[Entries from a pointing dataset]
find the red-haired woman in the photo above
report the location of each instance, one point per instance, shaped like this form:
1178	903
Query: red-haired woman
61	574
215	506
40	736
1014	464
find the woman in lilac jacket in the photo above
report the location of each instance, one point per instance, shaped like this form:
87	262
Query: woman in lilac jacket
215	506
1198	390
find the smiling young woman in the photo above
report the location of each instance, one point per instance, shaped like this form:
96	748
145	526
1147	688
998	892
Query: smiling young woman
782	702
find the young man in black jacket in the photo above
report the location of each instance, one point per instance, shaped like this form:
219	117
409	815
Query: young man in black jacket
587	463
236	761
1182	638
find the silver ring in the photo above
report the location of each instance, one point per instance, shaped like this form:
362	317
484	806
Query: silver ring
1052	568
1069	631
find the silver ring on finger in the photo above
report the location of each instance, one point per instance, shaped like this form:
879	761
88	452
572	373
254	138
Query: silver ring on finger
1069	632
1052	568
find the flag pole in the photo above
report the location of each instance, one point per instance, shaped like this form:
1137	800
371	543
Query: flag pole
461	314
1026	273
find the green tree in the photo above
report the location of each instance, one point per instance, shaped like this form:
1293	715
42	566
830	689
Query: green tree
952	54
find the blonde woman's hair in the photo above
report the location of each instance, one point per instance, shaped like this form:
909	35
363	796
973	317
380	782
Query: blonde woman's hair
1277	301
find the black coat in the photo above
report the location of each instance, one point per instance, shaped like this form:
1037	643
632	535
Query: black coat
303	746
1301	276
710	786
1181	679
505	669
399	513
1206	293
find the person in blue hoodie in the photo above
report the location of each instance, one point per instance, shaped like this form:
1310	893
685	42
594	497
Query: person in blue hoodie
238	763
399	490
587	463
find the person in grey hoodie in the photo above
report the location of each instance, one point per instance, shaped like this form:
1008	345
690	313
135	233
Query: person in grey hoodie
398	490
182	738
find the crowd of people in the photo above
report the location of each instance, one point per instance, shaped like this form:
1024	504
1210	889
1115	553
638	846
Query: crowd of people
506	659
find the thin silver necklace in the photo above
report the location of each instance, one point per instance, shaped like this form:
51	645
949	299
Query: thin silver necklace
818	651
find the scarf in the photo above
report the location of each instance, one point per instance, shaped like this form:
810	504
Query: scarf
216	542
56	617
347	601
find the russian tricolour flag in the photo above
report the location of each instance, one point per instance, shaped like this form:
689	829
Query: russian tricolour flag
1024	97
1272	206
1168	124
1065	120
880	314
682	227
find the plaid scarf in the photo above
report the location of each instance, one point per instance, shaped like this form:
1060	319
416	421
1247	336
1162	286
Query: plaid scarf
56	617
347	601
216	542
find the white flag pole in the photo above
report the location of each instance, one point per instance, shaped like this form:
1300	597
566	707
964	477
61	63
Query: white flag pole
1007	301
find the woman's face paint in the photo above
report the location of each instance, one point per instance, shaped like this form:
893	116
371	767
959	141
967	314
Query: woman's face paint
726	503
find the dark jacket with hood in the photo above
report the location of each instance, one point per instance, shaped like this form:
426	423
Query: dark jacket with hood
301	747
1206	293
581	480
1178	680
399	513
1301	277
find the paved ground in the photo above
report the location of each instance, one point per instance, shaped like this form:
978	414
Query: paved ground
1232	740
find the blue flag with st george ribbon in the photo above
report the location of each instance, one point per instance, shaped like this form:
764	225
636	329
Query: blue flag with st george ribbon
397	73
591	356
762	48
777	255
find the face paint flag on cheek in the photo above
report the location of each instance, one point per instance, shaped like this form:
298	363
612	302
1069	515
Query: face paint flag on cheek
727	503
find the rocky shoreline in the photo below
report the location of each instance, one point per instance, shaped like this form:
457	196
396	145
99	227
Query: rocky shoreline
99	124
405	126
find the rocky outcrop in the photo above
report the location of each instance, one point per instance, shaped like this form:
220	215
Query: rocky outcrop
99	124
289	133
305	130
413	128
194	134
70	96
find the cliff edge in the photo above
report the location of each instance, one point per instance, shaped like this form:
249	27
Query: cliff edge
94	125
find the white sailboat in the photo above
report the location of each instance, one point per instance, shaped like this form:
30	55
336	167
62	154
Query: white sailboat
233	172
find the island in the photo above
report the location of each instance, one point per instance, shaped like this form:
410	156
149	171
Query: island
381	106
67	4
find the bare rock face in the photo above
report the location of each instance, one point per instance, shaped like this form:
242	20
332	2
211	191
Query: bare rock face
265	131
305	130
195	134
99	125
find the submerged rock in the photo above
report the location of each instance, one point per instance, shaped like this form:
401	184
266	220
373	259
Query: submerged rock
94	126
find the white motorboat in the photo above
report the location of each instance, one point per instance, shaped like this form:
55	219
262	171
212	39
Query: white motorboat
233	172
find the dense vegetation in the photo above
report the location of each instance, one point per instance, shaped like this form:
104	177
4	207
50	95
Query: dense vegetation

_Exercise prompt_.
Your task is to transcribe the line containing "find the bare rock face in the photo above" and every line after it, through the last line of the data, exactly as written and with nothing more.

_Full solution_.
find the bare rock face in the photo above
report the location of each instance, one point per instance, shaped like this form:
242	20
332	2
211	191
Query: bare rock face
265	131
305	130
195	134
99	125
find the submerged rock in the photo above
report the location of each instance, one point per instance, shaped like this form:
401	184
266	220
373	259
Query: submerged rock
94	126
find the white motorboat in the photo above
report the location of each instance, one point per instance, shaped like this form:
55	219
262	171
212	39
Query: white motorboat
233	172
find the dense vegetation in the photo above
report the location of each instance, one point per instance, shaped like this form:
104	177
4	207
50	95
Query: dense vegetation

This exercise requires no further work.